# [YOUR TASK]
Write out all of the material below line for line, changing no character.

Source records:

━━━━━━━━━━

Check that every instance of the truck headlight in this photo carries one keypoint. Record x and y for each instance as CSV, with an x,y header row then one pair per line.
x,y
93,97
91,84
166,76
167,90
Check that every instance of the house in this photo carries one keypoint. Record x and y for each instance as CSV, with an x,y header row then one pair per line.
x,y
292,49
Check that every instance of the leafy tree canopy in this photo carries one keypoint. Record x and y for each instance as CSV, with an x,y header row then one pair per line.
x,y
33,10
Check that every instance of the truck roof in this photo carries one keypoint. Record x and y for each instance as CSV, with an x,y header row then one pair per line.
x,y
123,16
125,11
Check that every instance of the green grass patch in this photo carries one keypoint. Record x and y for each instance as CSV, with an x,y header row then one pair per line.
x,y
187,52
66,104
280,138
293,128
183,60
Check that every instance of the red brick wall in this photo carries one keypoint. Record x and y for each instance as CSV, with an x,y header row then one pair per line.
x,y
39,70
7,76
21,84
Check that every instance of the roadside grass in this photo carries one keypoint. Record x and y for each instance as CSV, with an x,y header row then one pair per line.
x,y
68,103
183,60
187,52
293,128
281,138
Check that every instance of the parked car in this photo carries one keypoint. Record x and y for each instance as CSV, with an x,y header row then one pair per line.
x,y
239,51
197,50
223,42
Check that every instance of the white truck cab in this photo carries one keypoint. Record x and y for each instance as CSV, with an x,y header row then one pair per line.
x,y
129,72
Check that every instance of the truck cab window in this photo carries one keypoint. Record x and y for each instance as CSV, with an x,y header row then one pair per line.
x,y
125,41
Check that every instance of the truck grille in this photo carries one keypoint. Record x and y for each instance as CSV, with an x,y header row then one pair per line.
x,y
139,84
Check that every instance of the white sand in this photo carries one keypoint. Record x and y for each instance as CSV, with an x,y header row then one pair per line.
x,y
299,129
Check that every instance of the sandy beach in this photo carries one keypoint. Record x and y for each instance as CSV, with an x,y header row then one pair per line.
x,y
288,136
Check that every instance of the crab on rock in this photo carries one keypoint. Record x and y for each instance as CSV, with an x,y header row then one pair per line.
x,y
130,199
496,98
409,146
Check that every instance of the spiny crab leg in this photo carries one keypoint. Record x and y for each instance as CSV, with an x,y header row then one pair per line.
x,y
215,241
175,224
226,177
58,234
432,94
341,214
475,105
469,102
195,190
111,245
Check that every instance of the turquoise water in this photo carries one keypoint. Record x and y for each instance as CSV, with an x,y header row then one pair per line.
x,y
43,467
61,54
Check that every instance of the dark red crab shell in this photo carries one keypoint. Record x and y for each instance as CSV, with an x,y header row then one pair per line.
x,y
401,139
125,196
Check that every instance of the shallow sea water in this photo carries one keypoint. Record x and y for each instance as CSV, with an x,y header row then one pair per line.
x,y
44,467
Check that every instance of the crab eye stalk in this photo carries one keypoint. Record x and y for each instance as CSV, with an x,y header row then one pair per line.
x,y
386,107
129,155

━━━━━━━━━━

# [SOLUTION TO THIS TASK]
Check that every instance of the truck headlight in this photo carries one keypoint. Record x and y for each instance as CSV, with an x,y header row then one pair per line.
x,y
93,97
91,84
166,76
167,90
Check that every instance of the house in this photo carries one keypoint. Record x and y for each instance as CSV, with an x,y header row then one pair per line.
x,y
292,49
Check that every instance of the leafy tree canopy in this photo carries one keypoint. Record x and y for each instance as CSV, with an x,y header row then one pair per line.
x,y
33,10
Check that every instance of the truck roof in this photo carries one keypoint. Record x and y for each instance as CSV, with an x,y header row then one pair per line.
x,y
123,16
125,11
Check that every instance of the green grass patch in this photo carries one keypoint. Record x and y for each instance as CSV, with an x,y header row then one pair per line.
x,y
187,52
66,104
280,138
293,128
183,60
Check that every instance of the red brick wall in this photo carries one keypoint. Record x and y for each instance as CSV, with an x,y header row then one pair per line.
x,y
39,70
7,76
21,84
Check that every instance of the roadside grass in this photo carries one keypoint. Record x and y for each instance as CSV, with an x,y header row then one pair per line.
x,y
68,103
183,60
187,52
293,128
281,138
Check that every instance of the parked car in this photo carries one keypoint. Record x and y for each instance as CSV, with an x,y header row then one pair per line.
x,y
239,51
197,50
223,42
Check that every instance of the white truck cab in this photo carries one keypoint. Record x and y for each instance as CSV, with an x,y header row then one pair per line.
x,y
129,72
Check that every instance of the truck cab window in this photo carries one keypoint. Record x and y for each instance as CSV, with an x,y header row then one pair per line.
x,y
125,41
Check that every instance of the truck grille in this photo carries one keypoint. Record x and y for each instance as CSV, with an x,y header row then one pair per line.
x,y
139,84
Check that every instance of the white sand in this photo carries one keypoint. Record x and y for each instance as CSV, with an x,y header row then one pair per line.
x,y
299,129
Check that every instance of the sandy beach in this photo carries one keypoint. Record x and y for each instance as CSV, with an x,y header row then one pair per line.
x,y
288,136
Check that every instance of the crab on rock in this photo carries one keypoint. Record x and y for each instance as CSV, with an x,y header row then one pair per line.
x,y
130,199
496,98
409,146
Check that every instance of the spiny crab leg in this photo carries one keypoint. Record x and y for each instance as CSV, with an x,y header row then one pair per line.
x,y
215,241
175,224
226,177
58,234
432,94
341,214
475,105
469,102
195,190
111,245
Check that every instance of the turquoise water in this photo carries one keypoint. Record x and y for each instance as CSV, with an x,y header row then one pair per line.
x,y
43,467
61,54
Check that every instance of the dark red crab shell in this photo carries one keypoint. Record x and y for each instance as CSV, with an x,y header row then one pair per line.
x,y
401,139
125,196
Check that every instance of the shallow sea water in this photo carries one keypoint. Record x and y for each instance as CSV, with an x,y header row then one pair per line.
x,y
44,467
Check that every instance of the crab eye stalk in this photo carries one keypoint. Record x and y for each instance as CSV, with an x,y header row then one pair per line.
x,y
386,107
129,155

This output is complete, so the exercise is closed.